Task details: Reproduce the entries verbatim; no pictures.

Data:

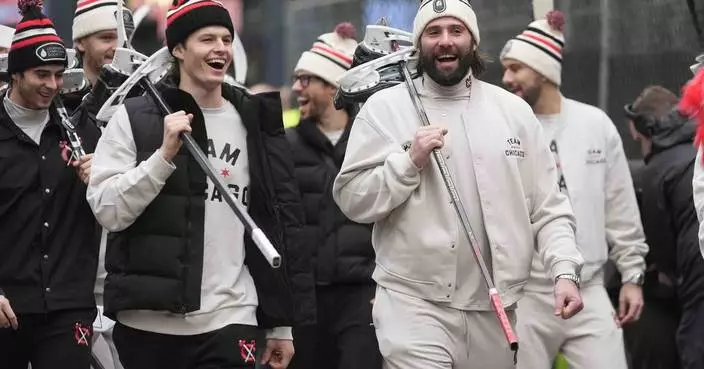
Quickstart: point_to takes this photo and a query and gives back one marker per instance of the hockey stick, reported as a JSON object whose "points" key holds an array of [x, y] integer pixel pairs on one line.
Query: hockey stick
{"points": [[258, 236], [464, 219]]}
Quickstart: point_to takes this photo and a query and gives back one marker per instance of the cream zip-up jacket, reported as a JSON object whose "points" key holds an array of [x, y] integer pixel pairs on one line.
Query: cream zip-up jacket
{"points": [[600, 189], [416, 229]]}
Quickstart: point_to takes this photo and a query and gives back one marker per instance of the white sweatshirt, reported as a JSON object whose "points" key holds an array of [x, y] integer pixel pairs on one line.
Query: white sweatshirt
{"points": [[589, 154], [120, 189], [417, 237]]}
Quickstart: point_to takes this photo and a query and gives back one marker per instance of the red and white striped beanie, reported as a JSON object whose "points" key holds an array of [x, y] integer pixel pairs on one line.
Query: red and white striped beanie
{"points": [[184, 17], [540, 46], [94, 16], [331, 54], [35, 41]]}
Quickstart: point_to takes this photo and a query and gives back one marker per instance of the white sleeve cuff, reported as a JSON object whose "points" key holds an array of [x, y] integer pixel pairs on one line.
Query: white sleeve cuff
{"points": [[280, 333]]}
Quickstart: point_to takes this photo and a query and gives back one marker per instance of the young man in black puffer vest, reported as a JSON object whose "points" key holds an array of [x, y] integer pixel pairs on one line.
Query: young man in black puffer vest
{"points": [[344, 337], [187, 287]]}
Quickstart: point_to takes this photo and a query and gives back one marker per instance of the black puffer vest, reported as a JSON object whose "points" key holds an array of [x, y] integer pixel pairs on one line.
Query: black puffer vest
{"points": [[157, 263]]}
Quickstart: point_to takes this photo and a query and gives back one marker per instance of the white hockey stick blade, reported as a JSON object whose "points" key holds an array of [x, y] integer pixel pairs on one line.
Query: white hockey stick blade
{"points": [[127, 60], [139, 15], [366, 76], [240, 60], [155, 67]]}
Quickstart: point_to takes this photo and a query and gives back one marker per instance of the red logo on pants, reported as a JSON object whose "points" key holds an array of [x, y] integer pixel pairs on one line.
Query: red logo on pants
{"points": [[248, 350], [82, 333]]}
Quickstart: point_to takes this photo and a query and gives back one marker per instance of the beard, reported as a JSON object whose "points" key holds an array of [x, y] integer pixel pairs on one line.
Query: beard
{"points": [[531, 95], [465, 58]]}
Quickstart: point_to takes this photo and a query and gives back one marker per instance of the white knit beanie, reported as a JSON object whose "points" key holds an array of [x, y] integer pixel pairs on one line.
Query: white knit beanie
{"points": [[331, 54], [6, 34], [94, 16], [433, 9], [540, 46]]}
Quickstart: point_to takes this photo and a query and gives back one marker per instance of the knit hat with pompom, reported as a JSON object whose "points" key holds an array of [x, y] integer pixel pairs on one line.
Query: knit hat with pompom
{"points": [[540, 46], [35, 41], [331, 54]]}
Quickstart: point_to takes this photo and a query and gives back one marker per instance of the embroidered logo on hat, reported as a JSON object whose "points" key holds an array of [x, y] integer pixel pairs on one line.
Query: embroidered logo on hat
{"points": [[506, 49], [439, 6], [51, 52]]}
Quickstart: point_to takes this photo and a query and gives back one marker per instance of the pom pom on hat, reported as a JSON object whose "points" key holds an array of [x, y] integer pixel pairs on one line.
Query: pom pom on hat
{"points": [[556, 20], [540, 46], [26, 5], [430, 10], [331, 54], [94, 16], [35, 41], [692, 103]]}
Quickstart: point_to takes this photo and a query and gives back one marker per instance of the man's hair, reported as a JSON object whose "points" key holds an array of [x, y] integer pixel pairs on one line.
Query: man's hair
{"points": [[655, 101]]}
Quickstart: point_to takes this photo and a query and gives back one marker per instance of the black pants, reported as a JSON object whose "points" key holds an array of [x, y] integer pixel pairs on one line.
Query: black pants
{"points": [[49, 341], [344, 337], [690, 337], [235, 346]]}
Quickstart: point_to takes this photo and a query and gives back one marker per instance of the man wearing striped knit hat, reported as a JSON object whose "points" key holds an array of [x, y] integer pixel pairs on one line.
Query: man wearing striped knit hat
{"points": [[187, 286], [95, 34], [593, 173], [343, 252], [95, 39], [49, 237]]}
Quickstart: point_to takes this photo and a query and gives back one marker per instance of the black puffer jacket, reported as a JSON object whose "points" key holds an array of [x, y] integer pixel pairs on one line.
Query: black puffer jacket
{"points": [[341, 249], [668, 213]]}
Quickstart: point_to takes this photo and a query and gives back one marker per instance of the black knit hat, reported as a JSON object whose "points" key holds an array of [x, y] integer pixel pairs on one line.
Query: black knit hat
{"points": [[35, 41], [187, 16]]}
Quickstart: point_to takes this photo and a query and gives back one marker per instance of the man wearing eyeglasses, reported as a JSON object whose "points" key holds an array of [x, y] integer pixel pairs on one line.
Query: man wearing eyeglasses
{"points": [[342, 250]]}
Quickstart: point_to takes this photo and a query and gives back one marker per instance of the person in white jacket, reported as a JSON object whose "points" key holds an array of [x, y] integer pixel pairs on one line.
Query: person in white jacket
{"points": [[95, 37], [593, 173], [431, 308]]}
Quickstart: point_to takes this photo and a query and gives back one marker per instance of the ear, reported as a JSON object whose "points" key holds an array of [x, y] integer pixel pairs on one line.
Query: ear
{"points": [[179, 51]]}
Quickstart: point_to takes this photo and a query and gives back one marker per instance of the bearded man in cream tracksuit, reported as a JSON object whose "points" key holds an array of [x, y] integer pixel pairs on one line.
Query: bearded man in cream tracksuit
{"points": [[593, 173], [431, 308]]}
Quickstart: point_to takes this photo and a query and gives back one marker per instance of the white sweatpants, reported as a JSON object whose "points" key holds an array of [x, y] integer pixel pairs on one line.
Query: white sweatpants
{"points": [[103, 346], [418, 334], [589, 340]]}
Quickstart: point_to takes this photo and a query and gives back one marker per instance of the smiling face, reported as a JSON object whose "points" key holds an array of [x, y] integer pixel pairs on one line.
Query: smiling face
{"points": [[205, 57], [446, 47], [98, 49], [36, 87], [523, 81], [314, 95]]}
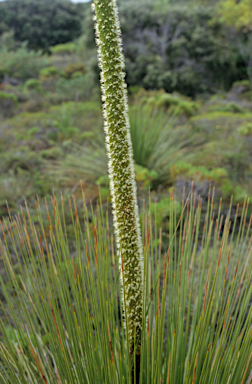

Answer section:
Quickstart: point_to takes this photo and a query and gives back one marker per instance of the hockey stick, reported as a JSON object whose "points" key holds an array of [x, y] integer pixel pairs on one line.
Query: hockey stick
{"points": [[258, 236], [464, 219]]}
Quickstart: point_to takes this photo and a query and gives back one marker per instance of the cream zip-up jacket, reported as a JSON object whose "points" key holds an array of [x, y] integer pixel pairs on one line.
Query: cream zip-up jacket
{"points": [[600, 189], [416, 229]]}
Quickstart: point_to takes this photo and a query and gives back one marker per instance of the white sweatshirt, reported as a JSON object whose "points" key holds an array of [x, y] integer pixel pairs on one line.
Query: white sweatshirt
{"points": [[589, 154], [120, 189], [417, 237]]}
Quickstart: point_to takes this photo and a query and gives back one marker per instance of the red and white striped beanie, reported as a JSON object whose "points" key holds an array of [x, y] integer pixel pairs on one line.
Query: red and white striped beanie
{"points": [[184, 17], [540, 46], [94, 16], [331, 54], [35, 41]]}
Quickstart: point_to takes this photo and a query and gives back one marker per instance of the white sleeve cuff, reported as a JSON object whose "points" key holds an array of [x, y] integer pixel pairs on one line.
Query: white sleeve cuff
{"points": [[280, 333]]}
Quickstart: point_to takes this photo and a query and gives back one marker per instance of the young man in black puffer vest, reported as a JSON object whose "points" key holds an array of [x, y] integer pixel pairs on one line.
Query: young man in black puffer vest
{"points": [[344, 337], [187, 287]]}
Quickstart: point_to takes this photo and a query and gives back one marker per instance of the black puffer vest, reported as a JSON object whose "points" key holds an array of [x, y] integer pixel pairs on one line.
Query: black puffer vest
{"points": [[157, 263]]}
Quickstart: point_to takes this photo and a query and gives back one marker per instance of the white hockey stick blade, reported as a JSON object whose "points" key holds an array of [x, y] integer pixel pairs on one line.
Query: white hockey stick blade
{"points": [[127, 60], [139, 15], [366, 76], [240, 60], [155, 67]]}
Quickstart: point_to takes this photo and a query and gives back one marker per instance of the red logo on pants, reported as a JSON object whose "points" key holds an array of [x, y] integer pixel pairs on one line.
Query: red logo on pants
{"points": [[248, 350], [82, 333]]}
Quickstart: point_to takes this photo and a query and gives back one marker per instance of the beard, reported as a JSON object whose "points" key holds an array of [x, y] integer pixel pairs on one line.
Query: beard
{"points": [[531, 95], [465, 58]]}
Quickstart: point_to takes this photo and a query and gives back one marker per instance of the white knit beanie, reported as a JSON object whose "points" key holds an array of [x, y] integer pixel pairs on one line.
Query: white knit beanie
{"points": [[331, 54], [6, 34], [94, 16], [433, 9], [540, 46]]}
Quickstart: point_to takes this photo and a query and gives back one marker per instance of the knit hat with pompom, reported as a JSON object whose "points" key holds an array of [x, y] integer pixel pairs on one line.
Query: knit hat with pompom
{"points": [[540, 46], [35, 41], [331, 54]]}
Quickstart: point_to takes this photo and a query and gives back one marker per instance of the embroidered logo on hat, reported as a JSON object whose "points" key holds an array of [x, y] integer pixel pairs on one line.
Query: embroidered logo on hat
{"points": [[506, 49], [439, 6], [51, 52]]}
Quickstart: point_to takes this photo and a query and gives back one marker per instance of the pom pom on hat, reported as a JSON object whose "points" key holds an array of [x, y] integer pixel pairs on one line.
Query: pom pom on hat
{"points": [[556, 20], [540, 46], [26, 5], [430, 10], [331, 54], [94, 16], [35, 41], [692, 103]]}
Quickstart: point_to takes this photo and a query and gives back one marker per instance of the man's hair, reported as a JSON object whose "points" key holds an array of [x, y] integer pixel pairs on one line.
Query: man's hair
{"points": [[655, 101]]}
Quickstart: point_to takes this photo and a query and gives back one marker per instance of the black pants, reported as a JSON object whose "points" key holds an array of [x, y] integer pixel pairs on one line.
Query: black pants
{"points": [[49, 341], [344, 337], [690, 337], [235, 346]]}
Quickstart: point_to takes this photo and a query and gives back one marker per instance of the man wearing striped knit hat, reported as a JSON object whose "points" key holds an array of [x, y] integer pixel pairs on one line.
Query: man wearing striped knit hat
{"points": [[187, 286], [95, 34], [593, 173], [343, 252], [95, 39], [49, 237]]}
Quickstart: point_to takes this photo and a query and gives back one marker per instance of the black puffer jacket, reported as a JSON object whose "points" key holds an array of [x, y] integer pixel pairs on one line.
Query: black puffer jacket
{"points": [[341, 249], [668, 213]]}
Quickstart: point_to takes this photo and a query and gives back one marker per instance of the black knit hat, reported as a JSON object whose "points" key holds an array of [x, y] integer pixel pairs on one line.
Query: black knit hat
{"points": [[35, 41], [187, 16]]}
Quickstart: point_to takes this photo and a query and gives back one marker per instance of the man wearing eyeglasses, reported as a JSON object whose "points" key holds an array of [x, y] integer pixel pairs on one line.
Query: man wearing eyeglasses
{"points": [[342, 250]]}
Quickstart: point_to takes this photo and a query and gives back one marker per instance of the person in white jacket, reported as a JSON object whose "points" key holds an array of [x, y] integer pixel pairs on one line.
Query: person in white jacket
{"points": [[95, 37], [593, 173], [431, 308]]}
Quickstart: point_to takes this photo and a query and gives back one marker per instance of the ear, reported as a JSON object whose "points" key holds an array of [x, y] integer pixel pairs on one line.
Query: ear
{"points": [[179, 51]]}
Quickstart: point_to takes this photo and a query and gives back one marker per instance of the bearded man in cream tracksuit, reported as a JSON object whose "points" key holds an array of [x, y] integer pixel pairs on one line.
Query: bearded man in cream tracksuit
{"points": [[593, 173], [431, 308]]}
Quickstart: point_to takes this photo and a query and gives back one marker per instance of the white sweatpants, reported as a JSON object whose "points" key holds an array of [x, y] integer pixel pairs on one line.
Query: white sweatpants
{"points": [[103, 346], [418, 334], [589, 340]]}
Quickstart: point_to takes this photo and a query and gives back one marker per instance of the smiling face, reported as a JSON object whose "points" key holds an array of [x, y] integer pixel pairs on one line.
Query: smiling face
{"points": [[205, 57], [446, 47], [98, 49], [36, 87], [523, 81], [314, 95]]}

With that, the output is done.